Data excerpts
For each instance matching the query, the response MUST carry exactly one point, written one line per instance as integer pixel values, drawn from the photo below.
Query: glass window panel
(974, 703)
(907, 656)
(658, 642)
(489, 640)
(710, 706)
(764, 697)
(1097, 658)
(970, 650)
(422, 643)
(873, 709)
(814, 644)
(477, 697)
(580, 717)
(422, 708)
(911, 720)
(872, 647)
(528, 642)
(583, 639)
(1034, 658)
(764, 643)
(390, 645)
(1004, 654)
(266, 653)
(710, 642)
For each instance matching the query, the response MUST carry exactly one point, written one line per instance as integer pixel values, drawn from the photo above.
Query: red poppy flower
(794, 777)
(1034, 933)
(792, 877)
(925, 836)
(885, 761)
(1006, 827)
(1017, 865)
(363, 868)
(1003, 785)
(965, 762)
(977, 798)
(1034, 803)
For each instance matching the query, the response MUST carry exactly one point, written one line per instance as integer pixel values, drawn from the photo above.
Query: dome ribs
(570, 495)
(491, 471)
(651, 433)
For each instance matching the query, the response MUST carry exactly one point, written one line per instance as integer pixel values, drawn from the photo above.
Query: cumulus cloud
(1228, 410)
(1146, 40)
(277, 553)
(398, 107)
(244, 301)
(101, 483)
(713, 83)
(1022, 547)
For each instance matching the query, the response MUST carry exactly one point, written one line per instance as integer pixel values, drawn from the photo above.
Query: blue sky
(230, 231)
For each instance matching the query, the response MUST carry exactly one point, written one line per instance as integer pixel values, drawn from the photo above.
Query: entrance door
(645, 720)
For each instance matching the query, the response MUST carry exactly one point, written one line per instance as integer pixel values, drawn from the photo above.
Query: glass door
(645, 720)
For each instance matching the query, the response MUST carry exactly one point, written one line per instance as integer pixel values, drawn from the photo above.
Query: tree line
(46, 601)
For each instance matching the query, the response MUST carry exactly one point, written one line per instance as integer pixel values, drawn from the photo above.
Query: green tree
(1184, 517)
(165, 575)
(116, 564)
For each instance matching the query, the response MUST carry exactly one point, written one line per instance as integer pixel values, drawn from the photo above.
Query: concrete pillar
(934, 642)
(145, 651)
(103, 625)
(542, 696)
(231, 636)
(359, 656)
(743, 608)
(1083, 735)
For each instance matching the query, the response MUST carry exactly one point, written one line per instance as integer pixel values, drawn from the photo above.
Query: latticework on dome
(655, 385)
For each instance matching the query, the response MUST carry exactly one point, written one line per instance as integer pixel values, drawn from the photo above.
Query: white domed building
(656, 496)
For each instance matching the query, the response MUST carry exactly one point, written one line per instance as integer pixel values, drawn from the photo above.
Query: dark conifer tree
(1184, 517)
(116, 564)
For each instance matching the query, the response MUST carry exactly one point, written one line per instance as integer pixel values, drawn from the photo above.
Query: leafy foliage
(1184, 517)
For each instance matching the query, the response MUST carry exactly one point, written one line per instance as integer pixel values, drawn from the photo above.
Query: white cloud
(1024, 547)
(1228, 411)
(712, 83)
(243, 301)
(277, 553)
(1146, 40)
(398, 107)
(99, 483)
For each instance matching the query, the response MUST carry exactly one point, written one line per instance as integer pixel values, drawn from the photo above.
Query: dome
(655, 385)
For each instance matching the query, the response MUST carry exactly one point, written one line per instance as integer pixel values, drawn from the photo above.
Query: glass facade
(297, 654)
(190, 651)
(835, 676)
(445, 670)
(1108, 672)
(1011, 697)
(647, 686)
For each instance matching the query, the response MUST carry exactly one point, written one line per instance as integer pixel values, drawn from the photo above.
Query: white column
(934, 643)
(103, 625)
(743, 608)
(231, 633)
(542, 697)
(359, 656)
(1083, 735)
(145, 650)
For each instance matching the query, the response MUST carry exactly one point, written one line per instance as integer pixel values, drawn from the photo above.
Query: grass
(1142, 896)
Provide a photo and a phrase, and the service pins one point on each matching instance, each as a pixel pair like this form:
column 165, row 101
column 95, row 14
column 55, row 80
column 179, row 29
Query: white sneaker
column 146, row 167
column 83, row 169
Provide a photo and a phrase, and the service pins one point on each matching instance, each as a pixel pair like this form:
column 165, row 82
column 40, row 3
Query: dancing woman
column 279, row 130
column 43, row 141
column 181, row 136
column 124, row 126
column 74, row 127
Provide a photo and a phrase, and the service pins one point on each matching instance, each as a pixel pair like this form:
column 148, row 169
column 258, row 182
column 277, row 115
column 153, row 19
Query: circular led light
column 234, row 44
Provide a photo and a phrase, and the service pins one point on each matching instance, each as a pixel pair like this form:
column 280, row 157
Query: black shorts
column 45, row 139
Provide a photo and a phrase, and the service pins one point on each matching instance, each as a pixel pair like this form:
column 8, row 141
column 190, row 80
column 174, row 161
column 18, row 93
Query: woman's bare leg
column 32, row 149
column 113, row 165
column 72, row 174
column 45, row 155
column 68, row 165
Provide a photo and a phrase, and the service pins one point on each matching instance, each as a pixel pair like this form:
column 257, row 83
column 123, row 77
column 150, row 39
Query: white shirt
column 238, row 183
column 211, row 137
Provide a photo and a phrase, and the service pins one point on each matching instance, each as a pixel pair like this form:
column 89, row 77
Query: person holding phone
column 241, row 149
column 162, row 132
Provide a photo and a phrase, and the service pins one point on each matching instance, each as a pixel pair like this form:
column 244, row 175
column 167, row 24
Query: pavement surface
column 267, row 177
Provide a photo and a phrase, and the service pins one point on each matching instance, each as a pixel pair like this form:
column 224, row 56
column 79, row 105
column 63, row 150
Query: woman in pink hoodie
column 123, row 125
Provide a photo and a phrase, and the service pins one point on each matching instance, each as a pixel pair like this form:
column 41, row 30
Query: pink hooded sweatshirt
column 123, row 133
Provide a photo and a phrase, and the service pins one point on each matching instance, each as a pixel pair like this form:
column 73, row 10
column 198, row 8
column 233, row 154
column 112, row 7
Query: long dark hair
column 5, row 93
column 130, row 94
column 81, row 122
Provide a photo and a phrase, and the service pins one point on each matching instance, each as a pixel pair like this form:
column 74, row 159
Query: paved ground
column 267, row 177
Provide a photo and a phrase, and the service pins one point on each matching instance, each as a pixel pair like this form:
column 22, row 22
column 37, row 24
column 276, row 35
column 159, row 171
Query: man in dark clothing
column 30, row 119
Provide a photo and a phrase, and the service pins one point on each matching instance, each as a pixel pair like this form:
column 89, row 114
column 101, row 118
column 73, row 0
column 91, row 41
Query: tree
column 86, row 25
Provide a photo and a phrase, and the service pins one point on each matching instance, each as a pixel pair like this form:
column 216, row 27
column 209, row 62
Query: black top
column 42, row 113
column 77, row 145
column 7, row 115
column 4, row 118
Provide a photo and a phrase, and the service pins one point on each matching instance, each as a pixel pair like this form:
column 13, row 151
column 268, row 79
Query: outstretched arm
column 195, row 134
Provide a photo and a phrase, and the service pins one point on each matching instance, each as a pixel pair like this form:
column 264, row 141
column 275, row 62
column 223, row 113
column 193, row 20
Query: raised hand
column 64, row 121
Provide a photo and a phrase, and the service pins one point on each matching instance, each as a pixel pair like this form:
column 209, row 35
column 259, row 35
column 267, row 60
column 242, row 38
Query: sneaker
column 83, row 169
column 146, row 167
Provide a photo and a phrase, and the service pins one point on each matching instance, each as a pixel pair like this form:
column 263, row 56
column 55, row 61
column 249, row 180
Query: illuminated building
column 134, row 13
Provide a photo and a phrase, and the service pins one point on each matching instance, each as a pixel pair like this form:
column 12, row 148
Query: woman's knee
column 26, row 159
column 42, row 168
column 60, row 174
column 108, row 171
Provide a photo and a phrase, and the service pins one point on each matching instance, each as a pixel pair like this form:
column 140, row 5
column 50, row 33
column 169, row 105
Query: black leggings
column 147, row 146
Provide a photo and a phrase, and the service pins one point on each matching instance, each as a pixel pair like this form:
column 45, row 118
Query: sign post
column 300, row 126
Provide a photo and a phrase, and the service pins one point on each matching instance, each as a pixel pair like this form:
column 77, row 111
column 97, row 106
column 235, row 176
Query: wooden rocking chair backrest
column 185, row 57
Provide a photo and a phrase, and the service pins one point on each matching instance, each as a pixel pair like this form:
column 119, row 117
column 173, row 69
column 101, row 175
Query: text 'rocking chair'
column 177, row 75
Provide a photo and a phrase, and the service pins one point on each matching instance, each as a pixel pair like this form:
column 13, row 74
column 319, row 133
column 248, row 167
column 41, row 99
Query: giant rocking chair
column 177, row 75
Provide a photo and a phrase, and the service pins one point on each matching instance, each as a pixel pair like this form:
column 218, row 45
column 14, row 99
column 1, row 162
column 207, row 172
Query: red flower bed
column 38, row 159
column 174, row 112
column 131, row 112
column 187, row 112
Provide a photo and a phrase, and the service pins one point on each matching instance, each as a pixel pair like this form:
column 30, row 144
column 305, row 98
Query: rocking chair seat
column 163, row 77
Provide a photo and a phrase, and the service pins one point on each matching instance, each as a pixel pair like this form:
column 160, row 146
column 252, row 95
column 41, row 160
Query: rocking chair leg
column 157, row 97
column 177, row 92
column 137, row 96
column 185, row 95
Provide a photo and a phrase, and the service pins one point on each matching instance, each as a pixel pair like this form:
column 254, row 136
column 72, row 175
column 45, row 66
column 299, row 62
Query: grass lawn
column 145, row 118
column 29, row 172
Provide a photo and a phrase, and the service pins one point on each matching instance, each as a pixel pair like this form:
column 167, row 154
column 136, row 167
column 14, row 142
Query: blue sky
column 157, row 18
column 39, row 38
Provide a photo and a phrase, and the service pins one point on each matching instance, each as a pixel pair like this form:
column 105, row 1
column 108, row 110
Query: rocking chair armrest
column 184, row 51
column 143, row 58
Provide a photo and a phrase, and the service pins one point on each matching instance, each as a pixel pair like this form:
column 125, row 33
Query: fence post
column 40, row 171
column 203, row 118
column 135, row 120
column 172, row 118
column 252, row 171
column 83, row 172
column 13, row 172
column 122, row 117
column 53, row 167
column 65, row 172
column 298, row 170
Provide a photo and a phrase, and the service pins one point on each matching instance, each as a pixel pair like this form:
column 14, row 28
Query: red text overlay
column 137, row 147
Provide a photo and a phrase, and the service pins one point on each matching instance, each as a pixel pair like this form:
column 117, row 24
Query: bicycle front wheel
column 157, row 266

Your objective
Only the lines from the one with "column 125, row 33" through the end of the data should be printed, each exactly as it appears.

Solution to the exercise
column 125, row 33
Query: fence post
column 40, row 171
column 203, row 118
column 135, row 120
column 172, row 118
column 252, row 171
column 83, row 172
column 13, row 172
column 122, row 117
column 53, row 167
column 65, row 172
column 298, row 170
Provide a photo and a phrase, and the service pins one point on each matching instance, each as a pixel pair like this form:
column 14, row 28
Query: red text overlay
column 137, row 147
Provide a photo and a phrase, and the service pins one point on each matching instance, each as a pixel pair like this form:
column 117, row 24
Query: bicycle front wheel
column 157, row 266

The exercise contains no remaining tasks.